◆ Text segment:
95  * \param n size_t Number of rows and columns in the upper triangular matrix.
96  *
97  * \return std::pair<size_t, size_t> Row and column index in the upper
98  * triangular matrix.
99  */
100  std::pair<size_t, size_t> upper_triangular_indices(const size_t i,
101  const size_t n);
102 
103 /**
104  * Extract a distance function's name.
105  */
106 std::string extract_distance_function_name(
107  const function_closure_info distance_fn);
108 
109 /**
110  * Figure out how many memory blocks to break the reference and query datasets
111  * into, based on the number of data points and the maximum number of points in
112  * a memory block.
113  *
114  * Assume that each block has the same number of query and reference rows (r).
115  * Each thread loads into memory a reference block with 8 * dimension * r bytes
116  * and a distance matrix of 8 * r^2 bytes. This function simply uses to
117  * quadratic formula to figure out the upper bound on r.
118  *
119  * One copy of each query block is also loaded into memory sequentially, but
120  * this is ignored.
121  *
122  * \param num_ref_examples size_t Number of total reference data points.
123  * \param num_query_examples size_t Number of total reference query points.
124  * \param dimension size_t Number of (unpacked) features in each data point.
125  * \param max_thread_memory Max memory to use in each thread (in bytes).
126  * \param min_ref_blocks Lower bound on the number of reference blocks to use.
127  * \param min_query_blocks Lower bound on the number of reference blocks to use.
128  *
129  * \return num_blocks A pair of block sizes, (num_ref_blocks, num_query_blocks)
130  */
131 std::pair<size_t, size_t> calculate_num_blocks(const size_t num_ref_examples,
132  const size_t num_query_examples,
133  const size_t dimension,
134  const size_t max_thread_memory,
135  const size_t min_ref_blocks,
136  const size_t min_query_blocks);
137 
138 /**
139  * Read data from an ml_data object into a dense matrix, in parallel.
140  */
141 void parallel_read_data_into_matrix(const v2::ml_data& dataset, DenseMatrix& A,
142  const size_t block_start,
143  const size_t block_end);
144 
145 /**
146  * Read data from an ml_data object into a dense matrix, single threaded.
147  */
148 void read_data_into_matrix(const v2::ml_data& dataset, DenseMatrix& A,
149  const size_t block_start, const size_t block_end);
150 
151 /**
152  * Find the query nearest neighbors for a block of queries and a block of
153  * reference data.
154  *
155  * \param R DenseMatrix reference data. Each row is a reference example.
156  * \param Q DenseMatrix query data. Each row is a query example.
157  * \param neighbors std::vector<neighbor_candidates> output container for the
158  * results.
159  * \param ref_offset size_t The index value where the reference data starts,
160  * assuming the reference data is one block from a larger set.
161  * \param query_offset size_t The index value where the query data starts,
162  * assuming the query data is one block from a larger set.

◆ Source material:

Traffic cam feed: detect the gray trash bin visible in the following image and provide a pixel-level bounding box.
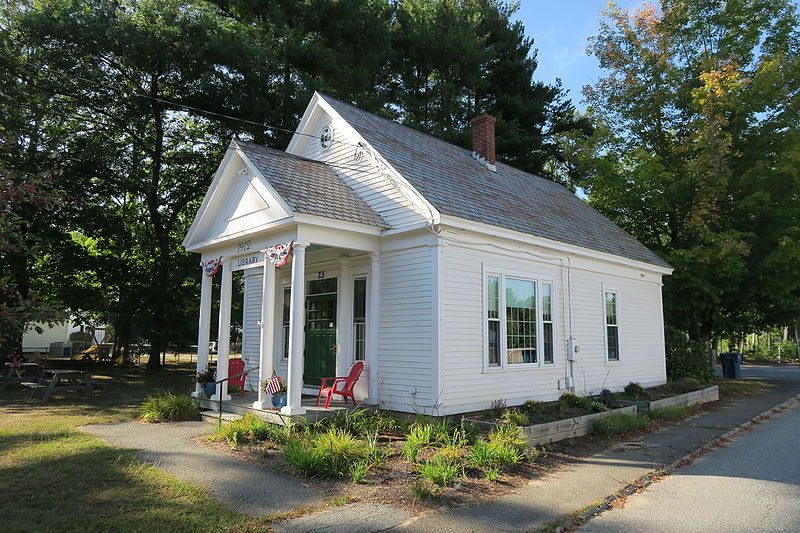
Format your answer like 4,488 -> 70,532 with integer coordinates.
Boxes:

◆ Objectives:
[a] Could you copy the nearest-neighbor code excerpt starting at "126  * \param" and ending at "sizes, (num_ref_blocks, num_query_blocks)", substituting "Minimum" for "Lower bound" throughout?
[b] Can you resume the nearest-neighbor code excerpt from the point where it stops?

◆ Outputs by task:
[a]
126  * \param min_ref_blocks Minimum on the number of reference blocks to use.
127  * \param min_query_blocks Minimum on the number of reference blocks to use.
128  *
129  * \return num_blocks A pair of block sizes, (num_ref_blocks, num_query_blocks)

[b]
163  */
164 void find_block_neighbors(const DenseMatrix& R, const DenseMatrix& Q,
165  std::vector<neighbor_candidates>& neighbors,
166  const std::string& dist_name,
167  const size_t ref_offset, const size_t query_offset);
168 
169 /**
170  * Find the nearest neighbors for each point in a block of reference data.
171  * Update the nearest neighbor heaps for both the rows and columns in the
172  * resulting distance matrix (unlike the blockwise query, which only worries
173  * about the rows).
174  *
175  * \param R DenseMatrix Block of reference data corresponding to distance matrix
176  * rows.
177  * \param C DenseMatrix Block of reference data corresponding to distance matrix
178  * columns.
179  * \param neighbors std::vector<neighbor_candidates> output container for the
180  * results.
181  * \param row_offset size_t The index value where the row data starts,
182  * assuming the data is one block from a larger set.
183  * \param col_offset size_t The index value where the column data starts,
184  * assuming the data is one block from a larger set.
185  */
186 void off_diag_block_similarity_graph(const DenseMatrix& R, const DenseMatrix& C,
187  std::vector<neighbor_candidates>& neighbors,
188  const std::string& dist_name,
189  const size_t row_offset,
190  const size_t col_offset);
191 
192 /**
193  * Write nearest neighbors results stored in a vector of heaps to a stacked
194  * SFrame.
195  */
196 sframe write_neighbors_to_sframe(
197  std::vector<nearest_neighbors::neighbor_candidates>& neighbors,
198  const std::vector<flexible_type>& reference_labels,
199  const std::vector<flexible_type>& query_labels);
200 
201 /**
202  * Append nearest neighbors results stored in a vector of heaps to a sframe.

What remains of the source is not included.